Excerpted text →
<<<<

Erika Weiss: Embracing Heritage Leads To Native American Law Practice
Growing up, Erika Weiss’ (Livingston Class, 2014) family didn’t talk much about their Native American ancestry. While In middle school, Weiss remembers often being asked, “what are you?” She wasn’t sure how to answer what seemed like a strange question, often saying to herself “I’m a human,” while realizing she “stuck out like a sore thumb” to those asking the question.
Today, Weiss is sure how to answer the question, and has even embraced her Native American roots enough to build a legal practice working with Native American tribes and their businesses.
Her dedication to this niche practice has led Weiss to being named to the 2020 Lawyers of Color Hot List. Lawyers of Color is a non-profit organization devoted to promoting diversity in the legal profession and advancing democracy and equality in marginalized communities. The listing honors up-and-coming attorneys who have had noteworthy accomplishments, giving special attention to candidates who are active in diversity pipeline initiatives.
Weiss’ grandmother was one of 12 siblings who grew up during a time when many Native Americans didn’t talk about their Native ancestry. It wasn’t until after her grandmother died that her father learned they were descendants of the Little Traverse Bay Bands of Odawa Indians.
As casinos operated by Native American tribes became more prevalent around Michigan, Weiss, who grew up in a quiet
suburb northeast of Grand Rapids, was often asked “You must get a big check from the casino?” She would reply, “No, we don’t get one of those. Our (tribe’s) casino doesn’t really make that much money to give out that much money to our members.”
Weiss has found that many in Michigan underestimate the number of Native Americans in the state.

>>>>

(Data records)
<<<<

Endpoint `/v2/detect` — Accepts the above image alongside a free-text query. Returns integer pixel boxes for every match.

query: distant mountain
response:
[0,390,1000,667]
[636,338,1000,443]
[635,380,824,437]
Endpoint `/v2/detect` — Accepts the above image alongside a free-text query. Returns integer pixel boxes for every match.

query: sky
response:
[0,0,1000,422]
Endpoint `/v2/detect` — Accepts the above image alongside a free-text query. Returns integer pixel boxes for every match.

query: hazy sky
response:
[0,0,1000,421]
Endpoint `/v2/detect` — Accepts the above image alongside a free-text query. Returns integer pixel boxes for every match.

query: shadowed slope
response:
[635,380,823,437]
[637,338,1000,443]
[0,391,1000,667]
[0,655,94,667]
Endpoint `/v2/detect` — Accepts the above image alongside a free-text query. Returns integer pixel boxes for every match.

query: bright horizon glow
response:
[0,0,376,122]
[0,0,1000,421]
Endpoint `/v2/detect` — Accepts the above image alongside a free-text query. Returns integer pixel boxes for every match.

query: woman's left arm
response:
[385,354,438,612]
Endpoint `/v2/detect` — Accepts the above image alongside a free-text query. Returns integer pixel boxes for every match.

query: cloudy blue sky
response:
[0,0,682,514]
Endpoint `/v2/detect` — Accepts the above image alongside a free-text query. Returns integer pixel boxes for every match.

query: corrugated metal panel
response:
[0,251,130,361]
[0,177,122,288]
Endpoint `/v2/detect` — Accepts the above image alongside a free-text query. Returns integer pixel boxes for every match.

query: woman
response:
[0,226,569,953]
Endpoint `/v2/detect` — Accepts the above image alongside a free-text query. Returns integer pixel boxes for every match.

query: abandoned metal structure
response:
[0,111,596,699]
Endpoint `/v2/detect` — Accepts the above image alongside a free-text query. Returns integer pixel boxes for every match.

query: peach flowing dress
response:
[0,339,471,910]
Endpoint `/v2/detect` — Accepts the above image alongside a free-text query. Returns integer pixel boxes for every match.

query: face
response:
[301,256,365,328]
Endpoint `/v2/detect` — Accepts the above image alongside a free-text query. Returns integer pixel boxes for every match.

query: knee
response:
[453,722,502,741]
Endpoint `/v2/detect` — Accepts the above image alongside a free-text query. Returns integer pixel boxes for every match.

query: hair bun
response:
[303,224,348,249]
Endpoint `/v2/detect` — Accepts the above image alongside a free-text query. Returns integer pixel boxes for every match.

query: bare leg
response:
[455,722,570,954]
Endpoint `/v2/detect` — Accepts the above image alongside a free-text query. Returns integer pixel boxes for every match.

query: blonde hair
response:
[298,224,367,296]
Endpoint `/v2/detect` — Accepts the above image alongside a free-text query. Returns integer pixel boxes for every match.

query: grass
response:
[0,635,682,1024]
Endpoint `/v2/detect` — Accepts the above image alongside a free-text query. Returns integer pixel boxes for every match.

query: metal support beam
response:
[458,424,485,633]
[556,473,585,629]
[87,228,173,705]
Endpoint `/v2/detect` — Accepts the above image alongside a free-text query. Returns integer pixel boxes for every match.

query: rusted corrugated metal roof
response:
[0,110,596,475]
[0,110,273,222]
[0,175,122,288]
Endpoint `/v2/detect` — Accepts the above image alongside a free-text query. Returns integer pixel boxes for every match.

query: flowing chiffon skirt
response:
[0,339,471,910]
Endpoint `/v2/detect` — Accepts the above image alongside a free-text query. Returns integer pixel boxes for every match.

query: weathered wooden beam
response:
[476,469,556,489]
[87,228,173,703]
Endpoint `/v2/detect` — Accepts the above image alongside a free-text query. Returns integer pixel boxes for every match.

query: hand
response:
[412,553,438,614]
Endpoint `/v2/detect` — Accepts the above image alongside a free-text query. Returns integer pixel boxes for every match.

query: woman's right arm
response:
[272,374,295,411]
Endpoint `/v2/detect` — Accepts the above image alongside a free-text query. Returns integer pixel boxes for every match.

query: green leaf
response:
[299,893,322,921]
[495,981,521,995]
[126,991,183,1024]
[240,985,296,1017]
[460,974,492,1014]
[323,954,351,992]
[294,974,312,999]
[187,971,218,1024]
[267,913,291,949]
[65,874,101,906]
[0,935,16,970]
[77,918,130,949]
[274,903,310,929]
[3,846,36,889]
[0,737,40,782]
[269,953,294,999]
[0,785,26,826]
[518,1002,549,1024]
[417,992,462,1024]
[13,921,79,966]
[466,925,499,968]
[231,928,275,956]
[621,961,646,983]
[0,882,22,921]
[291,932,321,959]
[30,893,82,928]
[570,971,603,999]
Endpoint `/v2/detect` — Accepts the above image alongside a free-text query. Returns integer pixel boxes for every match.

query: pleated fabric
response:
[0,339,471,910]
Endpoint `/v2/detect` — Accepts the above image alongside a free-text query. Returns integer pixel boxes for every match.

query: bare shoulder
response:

>>>>

Given problem → Carry on the article about Erika Weiss and her Native American law practice, picking up right after its last sentence.

Written response →
“It really is surprising that with how many tribes there are in Michigan, people don’t realize there is a significant presence in the area,” said Weiss. “It’s always been interesting being Native in west Michigan.”
Weiss believes that with recent events involving race, people are truly interested in learning more about others.
“I do think things are getting better, as I was recently at a gathering with a group of 20-something-year-olds saying ‘I don’t know much. Tell me about what tribes are around us and what they do. We want to learn more.’ I don’t think these discussions are only happening around Natives, but because of the environment we are in right now. It’s exciting for me to have people say ‘I’m ignorant about this but I will learn more, tell me more, let’s talk.’”
Weiss knew at a young age that she wanted to attend law school. While attending Grand Valley State University, Weiss applied to several law schools, but decided to stay in Michigan and attend Cooley. She credits her aunt, Melissa
Leckie (Green Class, 1988), for influencing her interest in law, as well as her grandmother, who was a juvenile probation officer.
INTEREST IN TRIBAL LAW
“My aunt was my biggest influence. I remember sitting in her office asking her about different things she was working on,” said Weiss. “She took me to court with her and let me sit in the back of the courtroom to watch her during a trial and spoke with me about different aspects of the case after the trial.”
While attending law school, she realized that she was more interested in business law, and also had an interest in legal
matters concerning Native American tribes. She began learning there were opportunities for tribes outside of casinos. Weiss also recognized that the tribes have many other business entities and opportunities that many people do not realize the tribes are involved in. She grew passionate about using her legal skills to work in the area of tribal economic development.
“There is so much cool stuff that tribes are doing that no one knows about or realizes because all you see are casinos,” said Weiss.
During her time at Cooley, she realized that in order to get a job at a big law firm she would have to stand out from other students and be involved in extracurricular activities. Weiss spent so much time in the law school’s resource center that
eventually she was hired as a student worker. Additionally, she set herself apart from others by having a sound interest and
background in tribal law issues, and by graduating magna cum laude.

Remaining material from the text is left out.